▶ _Task description_:
Rewrite the paragraph beginning "In Utah, a plan is underway" from the hydrogen power passage below as a short bulleted list that keeps its main facts.

▶ _Reading passage_:
This is why utilities’ pilot efforts are restricting the percentage of hydrogen injected into their systems.
“We know how to do it, we just need to modify the natural gas infrastructure we have now for hydrogen,” he said.
Two notable efforts are underway to test the limits of hydrogen introduction into generating plants. New York state is investing $8.5 million in the New York Power Authority’s Brentwood power plant on Long Island. This natural gas plant will be retrofitted to include a system to blend natural gas with green hydrogen produced using hydropower. Starting this month, operators will test concentrations of hydrogen, ranging from 5%–30%, stopping the turbine periodically to study emissions and turbine performance as the amount of hydrogen is ramped up.
In Utah, a plan is underway to develop a new generating station designed to eventually run on 100% green hydrogen. The Intermountain Power Plant in the small city of Delta has generated power for decades with coal-fired turbines. Those units will be replaced by two Mitsubishi Hitachi Power Systems units purpose-built to run on hydrogen and gas. Initially, operators will run the units on a 30/70 mix of hydrogen and natural gas, with plans to switch to entirely renewable fuel within a decade. The hydrogen will be produced at an adjacent site using a mix of grid-supplied wind and solar power and stored in underground salt domes unique to the location. Electricity from the station will serve Utah and customers of the Los Angeles Department of Water and Power.

▶ _Information given_:

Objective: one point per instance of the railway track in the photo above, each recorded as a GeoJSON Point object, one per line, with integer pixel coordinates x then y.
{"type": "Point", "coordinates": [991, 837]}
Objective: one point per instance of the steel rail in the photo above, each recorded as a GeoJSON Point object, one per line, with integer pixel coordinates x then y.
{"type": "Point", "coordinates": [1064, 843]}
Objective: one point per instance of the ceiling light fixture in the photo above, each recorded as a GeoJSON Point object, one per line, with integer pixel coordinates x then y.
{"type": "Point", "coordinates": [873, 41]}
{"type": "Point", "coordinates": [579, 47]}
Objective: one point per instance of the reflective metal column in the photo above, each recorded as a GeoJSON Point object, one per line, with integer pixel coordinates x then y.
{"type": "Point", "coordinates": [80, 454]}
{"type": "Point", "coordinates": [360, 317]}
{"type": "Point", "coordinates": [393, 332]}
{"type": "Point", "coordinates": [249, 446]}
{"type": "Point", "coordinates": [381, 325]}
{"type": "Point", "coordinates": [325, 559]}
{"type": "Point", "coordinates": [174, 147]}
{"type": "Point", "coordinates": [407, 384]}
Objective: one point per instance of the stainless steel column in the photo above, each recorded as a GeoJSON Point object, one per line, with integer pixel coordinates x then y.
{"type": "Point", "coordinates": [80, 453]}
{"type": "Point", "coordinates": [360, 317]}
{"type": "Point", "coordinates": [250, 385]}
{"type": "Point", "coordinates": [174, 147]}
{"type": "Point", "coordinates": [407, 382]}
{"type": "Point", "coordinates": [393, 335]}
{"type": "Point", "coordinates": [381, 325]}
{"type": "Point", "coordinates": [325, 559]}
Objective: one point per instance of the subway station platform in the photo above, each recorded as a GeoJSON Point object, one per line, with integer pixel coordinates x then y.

▶ _Task solution_:
- A new generating station is planned in Utah to eventually run on 100% green hydrogen.
- The Intermountain Power Plant in Delta has used coal-fired turbines for decades.
- These will be replaced by two Mitsubishi Hitachi Power Systems units built to run on hydrogen and gas.
- The units will start on a 30/70 mix of hydrogen and natural gas, switching to entirely renewable fuel within a decade.
- The hydrogen will be made at an adjacent site with grid-supplied wind and solar power and stored in underground salt domes unique to the location.
- The station's electricity will serve Utah and customers of the Los Angeles Department of Water and Power.